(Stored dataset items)
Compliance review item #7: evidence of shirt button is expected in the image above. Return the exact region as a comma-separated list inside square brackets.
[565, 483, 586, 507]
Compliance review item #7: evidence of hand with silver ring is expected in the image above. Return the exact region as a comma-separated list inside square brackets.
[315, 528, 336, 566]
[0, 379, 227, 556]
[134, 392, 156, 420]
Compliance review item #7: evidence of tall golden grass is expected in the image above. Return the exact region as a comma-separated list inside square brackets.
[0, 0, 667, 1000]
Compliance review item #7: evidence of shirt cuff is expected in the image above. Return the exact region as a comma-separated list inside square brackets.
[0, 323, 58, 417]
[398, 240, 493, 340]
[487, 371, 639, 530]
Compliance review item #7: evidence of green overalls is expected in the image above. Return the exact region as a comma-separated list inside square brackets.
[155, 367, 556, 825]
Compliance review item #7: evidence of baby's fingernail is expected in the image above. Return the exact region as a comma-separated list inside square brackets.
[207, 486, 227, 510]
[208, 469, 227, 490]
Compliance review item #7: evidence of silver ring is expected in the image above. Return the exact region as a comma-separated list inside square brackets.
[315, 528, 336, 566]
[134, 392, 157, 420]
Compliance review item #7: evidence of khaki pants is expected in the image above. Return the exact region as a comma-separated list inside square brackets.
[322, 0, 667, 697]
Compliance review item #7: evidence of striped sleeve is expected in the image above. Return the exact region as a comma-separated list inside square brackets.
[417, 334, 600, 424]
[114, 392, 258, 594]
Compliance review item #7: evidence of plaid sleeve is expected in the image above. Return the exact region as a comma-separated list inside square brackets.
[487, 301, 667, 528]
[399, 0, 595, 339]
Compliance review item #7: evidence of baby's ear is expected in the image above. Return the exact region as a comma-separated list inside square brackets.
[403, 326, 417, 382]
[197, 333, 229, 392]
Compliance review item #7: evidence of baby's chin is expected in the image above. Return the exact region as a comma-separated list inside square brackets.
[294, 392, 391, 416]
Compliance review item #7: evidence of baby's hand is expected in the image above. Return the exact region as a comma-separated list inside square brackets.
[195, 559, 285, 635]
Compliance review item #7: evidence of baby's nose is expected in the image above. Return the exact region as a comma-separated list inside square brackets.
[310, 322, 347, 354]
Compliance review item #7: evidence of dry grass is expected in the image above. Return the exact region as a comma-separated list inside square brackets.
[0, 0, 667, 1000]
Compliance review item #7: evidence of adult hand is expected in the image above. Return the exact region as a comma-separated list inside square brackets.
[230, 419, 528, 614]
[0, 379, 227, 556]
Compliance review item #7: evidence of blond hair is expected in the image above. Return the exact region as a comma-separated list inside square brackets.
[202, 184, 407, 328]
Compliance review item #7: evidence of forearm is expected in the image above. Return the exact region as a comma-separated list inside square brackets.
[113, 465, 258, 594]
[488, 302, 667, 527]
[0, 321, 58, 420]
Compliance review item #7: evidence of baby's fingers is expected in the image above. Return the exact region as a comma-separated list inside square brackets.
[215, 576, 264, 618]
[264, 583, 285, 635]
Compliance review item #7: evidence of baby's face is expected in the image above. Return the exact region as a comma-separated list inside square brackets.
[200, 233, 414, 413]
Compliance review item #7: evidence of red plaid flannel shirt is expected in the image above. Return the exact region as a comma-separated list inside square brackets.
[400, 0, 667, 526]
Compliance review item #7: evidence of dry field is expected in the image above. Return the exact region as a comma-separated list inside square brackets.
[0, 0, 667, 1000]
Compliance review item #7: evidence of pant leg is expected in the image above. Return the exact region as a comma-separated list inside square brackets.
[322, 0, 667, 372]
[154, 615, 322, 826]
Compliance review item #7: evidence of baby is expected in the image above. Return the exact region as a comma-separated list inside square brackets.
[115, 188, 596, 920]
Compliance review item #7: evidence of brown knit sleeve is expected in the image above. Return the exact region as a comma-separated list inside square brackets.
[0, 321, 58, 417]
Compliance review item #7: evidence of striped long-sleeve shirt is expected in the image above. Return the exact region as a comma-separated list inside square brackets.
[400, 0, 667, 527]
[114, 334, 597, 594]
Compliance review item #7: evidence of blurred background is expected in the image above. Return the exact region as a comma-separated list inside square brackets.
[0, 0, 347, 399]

### To do
Rewrite everything from the line containing "Compliance review item #7: evidence of green" down to the line containing "[155, 367, 556, 825]", with "overalls" changed to "coveralls" and nothing else altered.

### Solution
Compliance review item #7: evidence of green coveralls is expected in the image above. Return the exact region as a comma-separated list inside square brackets.
[155, 367, 556, 825]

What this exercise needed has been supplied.